| A run of records |
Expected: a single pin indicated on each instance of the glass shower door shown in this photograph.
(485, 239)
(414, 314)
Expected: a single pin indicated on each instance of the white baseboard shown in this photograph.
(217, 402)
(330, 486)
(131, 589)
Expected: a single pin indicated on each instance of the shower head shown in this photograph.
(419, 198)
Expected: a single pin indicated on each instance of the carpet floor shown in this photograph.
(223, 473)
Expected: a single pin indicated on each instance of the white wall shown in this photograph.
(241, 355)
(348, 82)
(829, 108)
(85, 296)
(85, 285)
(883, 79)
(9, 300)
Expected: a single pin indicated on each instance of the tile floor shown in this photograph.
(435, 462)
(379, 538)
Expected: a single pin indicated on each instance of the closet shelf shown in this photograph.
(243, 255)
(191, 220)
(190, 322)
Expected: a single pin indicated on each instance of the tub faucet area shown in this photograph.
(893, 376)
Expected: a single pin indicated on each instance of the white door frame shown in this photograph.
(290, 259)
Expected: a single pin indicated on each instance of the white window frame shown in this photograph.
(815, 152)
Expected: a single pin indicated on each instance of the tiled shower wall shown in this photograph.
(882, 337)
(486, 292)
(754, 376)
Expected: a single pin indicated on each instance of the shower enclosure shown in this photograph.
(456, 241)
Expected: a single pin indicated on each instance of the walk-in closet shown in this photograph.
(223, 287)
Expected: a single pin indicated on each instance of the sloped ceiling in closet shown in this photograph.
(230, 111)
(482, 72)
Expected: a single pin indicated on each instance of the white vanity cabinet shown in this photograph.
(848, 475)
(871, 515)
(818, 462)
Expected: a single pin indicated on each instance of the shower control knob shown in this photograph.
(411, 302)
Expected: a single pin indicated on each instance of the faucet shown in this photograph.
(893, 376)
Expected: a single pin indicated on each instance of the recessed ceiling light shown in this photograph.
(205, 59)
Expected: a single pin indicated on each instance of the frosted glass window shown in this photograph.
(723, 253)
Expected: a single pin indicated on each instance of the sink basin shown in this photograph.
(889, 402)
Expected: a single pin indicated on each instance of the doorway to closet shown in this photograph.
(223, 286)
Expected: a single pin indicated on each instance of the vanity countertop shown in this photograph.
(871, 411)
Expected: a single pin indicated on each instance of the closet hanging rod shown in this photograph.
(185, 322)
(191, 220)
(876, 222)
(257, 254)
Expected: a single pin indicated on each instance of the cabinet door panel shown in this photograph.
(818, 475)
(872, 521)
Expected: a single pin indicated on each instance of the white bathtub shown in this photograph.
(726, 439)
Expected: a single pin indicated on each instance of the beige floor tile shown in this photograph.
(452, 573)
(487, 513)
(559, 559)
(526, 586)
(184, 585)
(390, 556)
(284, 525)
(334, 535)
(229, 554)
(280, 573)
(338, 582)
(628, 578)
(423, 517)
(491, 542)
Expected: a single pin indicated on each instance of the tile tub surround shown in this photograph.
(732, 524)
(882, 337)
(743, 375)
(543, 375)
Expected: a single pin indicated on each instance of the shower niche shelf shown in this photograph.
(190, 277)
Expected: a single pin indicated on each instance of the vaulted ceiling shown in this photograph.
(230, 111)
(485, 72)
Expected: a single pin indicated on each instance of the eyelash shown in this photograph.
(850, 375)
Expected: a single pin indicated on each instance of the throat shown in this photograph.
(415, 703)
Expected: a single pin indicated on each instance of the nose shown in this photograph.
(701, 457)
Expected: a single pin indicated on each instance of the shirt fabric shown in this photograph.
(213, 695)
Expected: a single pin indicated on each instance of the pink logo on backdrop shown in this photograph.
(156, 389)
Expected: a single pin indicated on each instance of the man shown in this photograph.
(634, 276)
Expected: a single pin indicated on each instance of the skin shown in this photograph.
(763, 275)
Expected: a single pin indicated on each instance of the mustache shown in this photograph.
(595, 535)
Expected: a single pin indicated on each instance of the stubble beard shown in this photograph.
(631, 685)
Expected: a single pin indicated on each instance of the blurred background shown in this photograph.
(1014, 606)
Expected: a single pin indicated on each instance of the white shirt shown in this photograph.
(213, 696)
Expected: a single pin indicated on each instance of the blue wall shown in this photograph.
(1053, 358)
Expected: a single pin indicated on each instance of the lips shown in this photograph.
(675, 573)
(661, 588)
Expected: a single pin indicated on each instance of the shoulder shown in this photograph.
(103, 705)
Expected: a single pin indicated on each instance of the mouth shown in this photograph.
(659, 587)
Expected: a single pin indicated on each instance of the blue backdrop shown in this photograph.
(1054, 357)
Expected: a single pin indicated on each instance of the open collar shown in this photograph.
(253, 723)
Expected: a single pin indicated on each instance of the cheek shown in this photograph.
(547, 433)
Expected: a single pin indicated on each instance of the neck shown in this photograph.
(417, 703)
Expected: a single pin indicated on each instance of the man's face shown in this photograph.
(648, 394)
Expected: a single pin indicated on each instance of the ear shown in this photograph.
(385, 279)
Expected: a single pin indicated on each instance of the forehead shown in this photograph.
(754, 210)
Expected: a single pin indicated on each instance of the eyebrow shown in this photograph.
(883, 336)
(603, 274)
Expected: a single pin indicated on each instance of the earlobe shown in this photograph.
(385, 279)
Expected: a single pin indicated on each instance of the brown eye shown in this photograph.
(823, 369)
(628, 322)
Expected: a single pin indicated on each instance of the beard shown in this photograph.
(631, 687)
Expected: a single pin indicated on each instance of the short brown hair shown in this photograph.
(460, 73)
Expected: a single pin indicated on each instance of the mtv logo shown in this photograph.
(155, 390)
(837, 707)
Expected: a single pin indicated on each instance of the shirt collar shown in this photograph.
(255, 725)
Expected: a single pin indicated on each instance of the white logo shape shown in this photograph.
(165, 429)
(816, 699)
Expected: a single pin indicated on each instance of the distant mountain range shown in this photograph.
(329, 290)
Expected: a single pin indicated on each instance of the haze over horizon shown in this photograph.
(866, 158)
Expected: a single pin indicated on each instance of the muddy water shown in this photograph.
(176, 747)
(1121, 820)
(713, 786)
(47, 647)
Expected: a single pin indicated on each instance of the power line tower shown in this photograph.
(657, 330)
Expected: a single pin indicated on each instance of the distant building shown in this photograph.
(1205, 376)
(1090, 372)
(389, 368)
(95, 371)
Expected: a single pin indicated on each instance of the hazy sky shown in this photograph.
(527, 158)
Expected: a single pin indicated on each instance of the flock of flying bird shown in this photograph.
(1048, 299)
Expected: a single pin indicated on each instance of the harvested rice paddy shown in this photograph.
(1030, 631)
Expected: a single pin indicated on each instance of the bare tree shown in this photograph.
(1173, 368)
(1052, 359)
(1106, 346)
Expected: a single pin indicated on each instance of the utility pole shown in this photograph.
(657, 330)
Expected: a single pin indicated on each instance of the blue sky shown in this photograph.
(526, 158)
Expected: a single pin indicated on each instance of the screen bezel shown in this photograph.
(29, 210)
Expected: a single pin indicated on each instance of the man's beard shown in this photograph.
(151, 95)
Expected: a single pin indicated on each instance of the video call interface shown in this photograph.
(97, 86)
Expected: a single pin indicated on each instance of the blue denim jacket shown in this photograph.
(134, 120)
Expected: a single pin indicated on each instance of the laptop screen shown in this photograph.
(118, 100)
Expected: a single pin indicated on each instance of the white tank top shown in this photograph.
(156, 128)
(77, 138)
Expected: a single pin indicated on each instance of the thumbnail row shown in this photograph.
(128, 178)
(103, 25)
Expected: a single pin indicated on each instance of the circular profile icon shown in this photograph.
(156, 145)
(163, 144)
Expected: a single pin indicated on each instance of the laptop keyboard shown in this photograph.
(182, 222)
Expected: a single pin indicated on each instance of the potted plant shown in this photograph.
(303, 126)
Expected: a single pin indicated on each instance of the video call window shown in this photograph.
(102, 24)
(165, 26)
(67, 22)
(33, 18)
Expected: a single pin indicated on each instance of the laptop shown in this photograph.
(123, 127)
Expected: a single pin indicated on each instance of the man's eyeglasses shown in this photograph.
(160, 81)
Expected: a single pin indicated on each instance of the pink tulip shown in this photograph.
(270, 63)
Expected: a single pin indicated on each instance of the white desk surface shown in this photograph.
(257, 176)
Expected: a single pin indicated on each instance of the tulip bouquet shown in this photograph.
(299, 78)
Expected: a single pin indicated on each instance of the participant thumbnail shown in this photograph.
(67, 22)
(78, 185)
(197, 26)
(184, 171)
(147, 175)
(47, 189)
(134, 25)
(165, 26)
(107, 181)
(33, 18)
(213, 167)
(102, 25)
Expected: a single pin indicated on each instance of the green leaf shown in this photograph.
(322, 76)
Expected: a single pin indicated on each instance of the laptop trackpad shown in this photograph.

| Job |
Repeat exactly, and only, the lines of the records above, starting with the line that contains "jacket shown in this photograph." and ending with the final line, both included.

| Correct result |
Expected: a single pin indicated on each instance of the blue denim jacket shown in this photograph.
(134, 120)
Expected: a single pin indicated on each instance of the laptop screen shown in this photograph.
(118, 100)
Expected: a single pin indicated on each instance of the white tank top shown in this photograph.
(156, 128)
(77, 138)
Expected: a single pin indicated on each instance of the thumbnail row shown in this photograph.
(128, 178)
(103, 25)
Expected: a single pin indicated on each instance of the circular profile icon shown in this photograph.
(156, 145)
(163, 144)
Expected: a single pin indicated on each instance of the laptop keyboard shown in this photograph.
(182, 222)
Expected: a single pin indicated on each instance of the potted plant shown in this photograph.
(303, 126)
Expected: a single pin indicated on each instance of the video call window shown in this photograph.
(102, 24)
(165, 26)
(67, 22)
(33, 18)
Expected: a single pin indicated on each instance of the laptop shown in this photograph.
(123, 127)
Expected: a single pin indicated on each instance of the man's eyeglasses shown in this photograph.
(160, 81)
Expected: a single pin indicated on each instance of the pink tulip shown in this photograph.
(270, 63)
Expected: a single pin indicated on each instance of the white desk surface shown in this photograph.
(257, 176)
Expected: a single pin indicated on each instance of the tulip bouquet shown in this photograph.
(299, 78)
Expected: a single pin indicated on each instance of the participant thumbnail shown in this photograph.
(67, 22)
(78, 185)
(197, 26)
(184, 171)
(147, 175)
(47, 189)
(134, 25)
(165, 26)
(107, 181)
(33, 18)
(213, 167)
(102, 25)
Expected: a single pin indicated on each instance of the green leaf shown in this photograph.
(322, 76)
Expected: a single pin indicated on each instance of the laptop trackpad shown in this photograph.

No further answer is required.